--- Directions ---
1. According to the article on India's power crisis, how much did DISCOMS owe GENCOS as of May 2022?
2. Carry on writing the article on India's power crisis, starting after its final sentence.

--- Supplied text ---
┄┄┄┄┄┄┄┄┄┄

With great power comes great…bills?

article image

With great power comes a great electricity bill. What was once a Spiderman-reference joke could soon become a reality for Indians. But the power crisis that the country is currently facing, is no joke. Certainly not for Indians facing power cuts in parts of the country that witnessed the hottest April in 122 years! But how does a country with excess power generating capacity even reach such a stage? 

For one thing, the coal shortage coming right at a time when demand for electricity is shooting up in step with mercury levels are all contributing factors. But that’s not the whole picture. And before you go blaming the pandemic, China’s zero-Covid policy or the Russia-Ukraine war, let’s take a step further back and look at what led us to this situation. 

What ails the power sector

India’s power sector can be broadly divided into three sub-sectors - power distribution companies (DISCOMS), power generating companies (GENCOS) and coal mining companies (80% of India’s power is coal-based). 

Here’s how it works - Coal India Ltd (CIL) supplies coal to thermal power plants. They in turn,  transmit electricity to DISCOMS who then supply power to end-users. And the money flows in the opposite direction starting with your electricity bill.

If that sounds simple enough, it’s not. A large part of the problem with India’s power sector has to do with the money flow. A majority of DISCOMS are government-owned. Governments use power subsidies such as ‘free power for the agricultural sector as a political tool. 

And if you’ve ever dealt with government offices, you know how long it can take to get things done. The result is as of May 2022, DISCOMS owe GENCOS a grand total of ₹1.22 lakh crore!    

Compounding of crises

Ultimately, all these unpaid dues get compounded at CIL’s end. The interrupted cash flows puts CIL in a position of inefficiency where it cannot revamp its ageGENCOSing infrastructure, cannot direct resources towards more exploration and even makes running certain coal mines unviable. As a result, the mining capacity of India’s largest coal mining firm has been severely curtailed, forcing more dependence on imported coal. 

And that brings us to the current coal crisis India is facing. The pandemic certainly had its part to play by accentuating the perpetual loss-making cycle of the power sector. And the cash crunch couldn’t have come at a worse time. The early summer has pushed electricity demand through the roof. And it's likely to only increase in the summer months of May-June.

┄┄┄┄┄┄┄┄┄┄

--- Input data ---
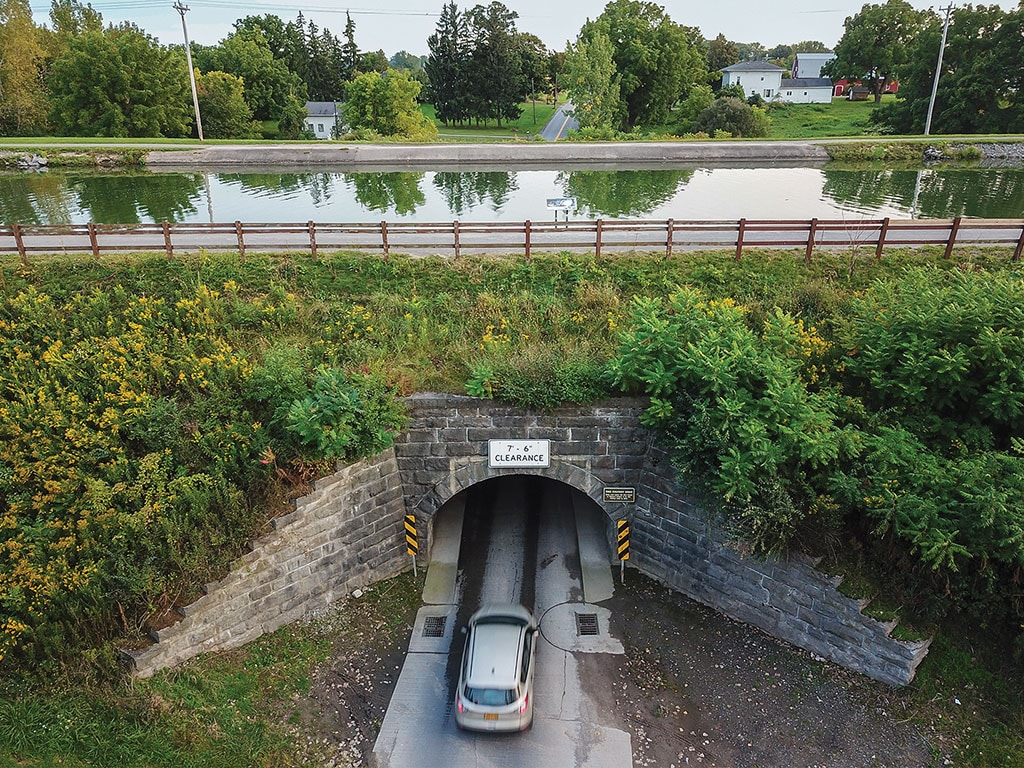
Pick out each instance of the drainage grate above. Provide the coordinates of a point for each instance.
(586, 624)
(434, 626)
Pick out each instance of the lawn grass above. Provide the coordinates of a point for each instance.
(532, 119)
(841, 118)
(240, 708)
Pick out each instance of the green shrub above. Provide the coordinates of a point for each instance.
(738, 408)
(733, 116)
(540, 379)
(346, 416)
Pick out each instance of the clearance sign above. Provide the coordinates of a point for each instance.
(518, 454)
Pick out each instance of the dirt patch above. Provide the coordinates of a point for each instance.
(696, 688)
(693, 688)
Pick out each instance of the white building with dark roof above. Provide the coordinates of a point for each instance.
(323, 118)
(757, 78)
(806, 90)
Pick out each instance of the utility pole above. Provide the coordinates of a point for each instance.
(182, 9)
(938, 68)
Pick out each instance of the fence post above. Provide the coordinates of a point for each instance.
(242, 242)
(167, 240)
(952, 237)
(16, 230)
(882, 238)
(92, 241)
(312, 238)
(810, 240)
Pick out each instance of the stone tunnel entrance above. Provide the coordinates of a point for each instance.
(350, 531)
(502, 522)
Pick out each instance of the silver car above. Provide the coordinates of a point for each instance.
(496, 683)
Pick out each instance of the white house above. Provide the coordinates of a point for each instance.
(323, 118)
(757, 78)
(809, 65)
(806, 90)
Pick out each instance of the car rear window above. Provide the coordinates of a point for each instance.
(491, 696)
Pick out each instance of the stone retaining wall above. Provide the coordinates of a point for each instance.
(345, 535)
(348, 532)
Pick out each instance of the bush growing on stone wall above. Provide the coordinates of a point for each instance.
(907, 433)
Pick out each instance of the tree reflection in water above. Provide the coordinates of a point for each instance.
(623, 194)
(317, 185)
(381, 192)
(129, 199)
(982, 193)
(109, 199)
(464, 192)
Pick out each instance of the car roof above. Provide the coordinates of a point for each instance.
(495, 648)
(495, 612)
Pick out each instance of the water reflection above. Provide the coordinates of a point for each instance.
(984, 193)
(622, 194)
(133, 199)
(387, 192)
(54, 198)
(317, 185)
(466, 192)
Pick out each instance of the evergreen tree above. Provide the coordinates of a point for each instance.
(348, 59)
(448, 66)
(497, 83)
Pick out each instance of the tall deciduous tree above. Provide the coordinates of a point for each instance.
(497, 83)
(656, 59)
(225, 114)
(592, 82)
(876, 45)
(979, 87)
(268, 83)
(71, 18)
(448, 66)
(120, 82)
(721, 53)
(386, 103)
(348, 58)
(23, 107)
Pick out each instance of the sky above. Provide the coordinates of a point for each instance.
(406, 25)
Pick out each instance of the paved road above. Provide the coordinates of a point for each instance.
(516, 555)
(560, 124)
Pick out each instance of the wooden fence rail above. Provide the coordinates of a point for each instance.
(460, 237)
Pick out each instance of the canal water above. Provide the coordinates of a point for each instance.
(683, 194)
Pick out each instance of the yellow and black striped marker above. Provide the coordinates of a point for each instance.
(412, 541)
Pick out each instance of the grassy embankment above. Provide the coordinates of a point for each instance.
(425, 322)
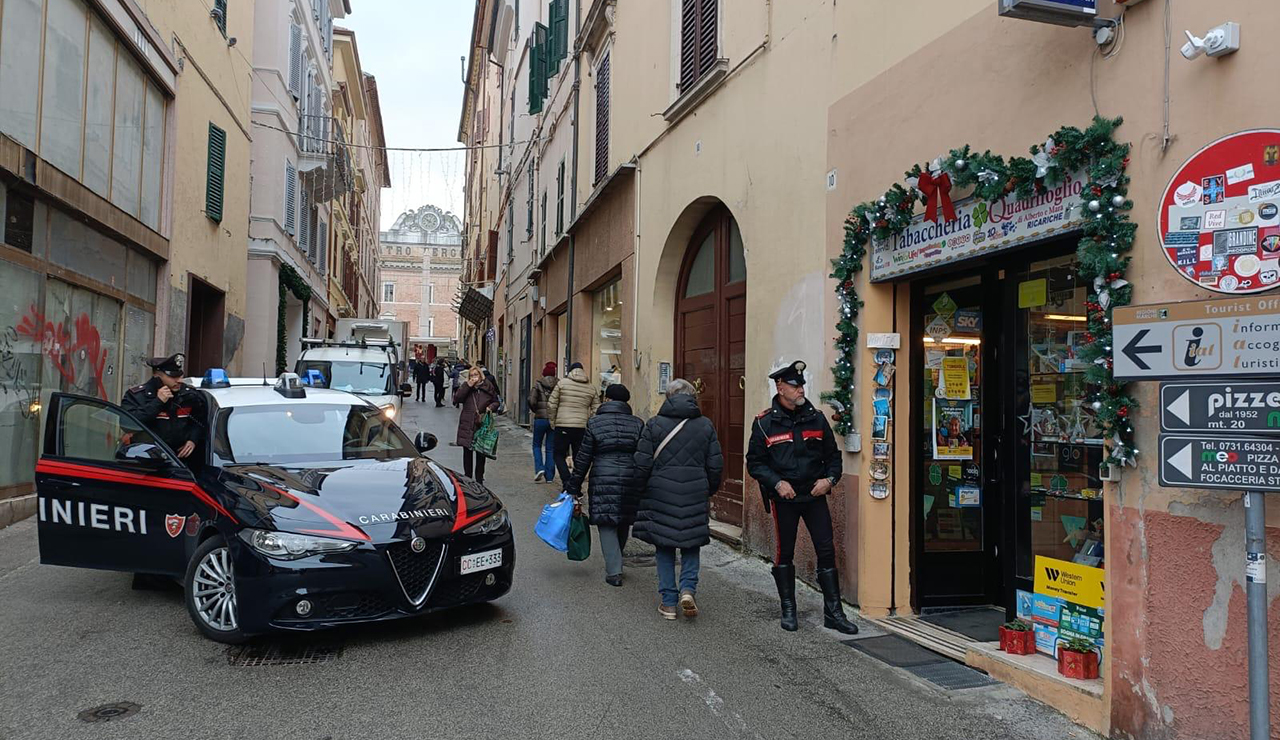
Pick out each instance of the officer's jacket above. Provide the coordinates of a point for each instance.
(178, 421)
(798, 447)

┄┄┄┄┄┄┄┄┄┄

--- Exercise responses ---
1. ₹1.22 lakh crore

2.
In comparison to demand, domestic coal supplies fall far short. At the same time, international coal prices have shot up on account of the Russia-Ukraine war. Imported coal prices nearly touched $380, forcing many imported coal-based power plants in the country to shut down. The government has ordered these GENCOS to restart operations in light of the power crisis, but they say they simply cannot until they get paid by DISCOMS. 

How does this impact you?

Now, economics 101 tells us that prices are shaped by demand and supply. One solution is to allow the free market to determine consumer power prices. The government has allowed a few GENCOS to raise power tariffs but this remains subsidised. The burden is likely to fall on affluent urban consumers. But again, that’s not the whole picture. The power sector is central to the economy and any changes are bound to have a wider impact. 

To mitigate the budgetary impact of power subsidies, the government pulls a little trick called cross-subsidising. It charges a higher rate to businesses and factories. A price increase here is likely to compound the strain businesses are already experiencing from increasing raw material and input costs. But power cost inflation is already seeping into consumer prices. 

Industrial hubs across the country are grappling with power shortages.. This means factories cannot produce goods at capacity leading to supply shortages (read price hikes). Some businesses use backup diesel generators but end up paying up to 4x the cost per unit of power. A cost that will likely be passed on to consumers.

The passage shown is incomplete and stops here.